→ Short task: Starting at the line with "Can you find the lake?", transcribe each line through the final one, both included, and add nothing.

(Excerpts from point annotation data)
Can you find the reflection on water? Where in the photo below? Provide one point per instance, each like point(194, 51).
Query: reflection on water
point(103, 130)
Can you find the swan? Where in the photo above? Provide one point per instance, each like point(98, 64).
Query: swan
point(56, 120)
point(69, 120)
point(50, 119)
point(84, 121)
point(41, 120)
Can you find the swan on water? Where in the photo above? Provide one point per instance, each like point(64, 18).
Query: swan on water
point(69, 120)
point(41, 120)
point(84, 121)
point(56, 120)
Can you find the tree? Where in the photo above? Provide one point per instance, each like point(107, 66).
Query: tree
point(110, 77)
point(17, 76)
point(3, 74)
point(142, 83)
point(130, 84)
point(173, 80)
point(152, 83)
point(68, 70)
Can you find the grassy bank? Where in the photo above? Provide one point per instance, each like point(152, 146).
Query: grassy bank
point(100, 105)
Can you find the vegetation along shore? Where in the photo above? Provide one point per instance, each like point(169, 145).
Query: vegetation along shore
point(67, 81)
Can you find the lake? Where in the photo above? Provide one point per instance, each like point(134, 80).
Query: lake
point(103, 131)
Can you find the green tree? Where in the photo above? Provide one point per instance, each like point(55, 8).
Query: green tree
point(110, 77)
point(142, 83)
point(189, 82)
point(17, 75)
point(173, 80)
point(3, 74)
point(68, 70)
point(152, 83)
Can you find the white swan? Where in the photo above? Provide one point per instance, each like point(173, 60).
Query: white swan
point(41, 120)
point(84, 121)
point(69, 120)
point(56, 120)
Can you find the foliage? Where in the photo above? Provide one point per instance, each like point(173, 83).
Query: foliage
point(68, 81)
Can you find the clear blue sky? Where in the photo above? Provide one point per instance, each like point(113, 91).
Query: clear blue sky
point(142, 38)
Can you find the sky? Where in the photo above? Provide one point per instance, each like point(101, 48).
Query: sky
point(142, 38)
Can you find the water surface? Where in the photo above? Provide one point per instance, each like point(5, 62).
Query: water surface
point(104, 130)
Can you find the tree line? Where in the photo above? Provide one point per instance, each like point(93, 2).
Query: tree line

→ Response below:
Can you find the lake? Where in the photo above? Provide one point per instance, each like point(134, 80).
Query: lake
point(103, 131)
Can you find the green tree? Where in the photo above? Provide one point per instance, each like point(55, 8).
Query: green tree
point(110, 77)
point(142, 83)
point(189, 82)
point(17, 75)
point(173, 80)
point(3, 74)
point(68, 70)
point(152, 83)
Can you find the white swan? Where in the photo above? Provide one point per instance, each like point(173, 60).
Query: white swan
point(41, 120)
point(84, 121)
point(69, 120)
point(56, 120)
Can you find the foliage? Where in the photo above? Provide one point per instance, each like point(173, 83).
Query: foliage
point(68, 81)
Can you find the clear blue sky? Where in the photo above? Provide one point per instance, each like point(113, 91).
Query: clear blue sky
point(142, 38)
Can you find the sky? Where in the photo above? Provide one point per instance, each like point(101, 48).
Query: sky
point(142, 38)
Can you find the water surface? Where in the photo above? Provide one point per instance, each like point(5, 62).
Query: water surface
point(104, 130)
Can you find the tree line? Where in the photo above? Provide one point per instance, each like point(93, 2).
Query: tree line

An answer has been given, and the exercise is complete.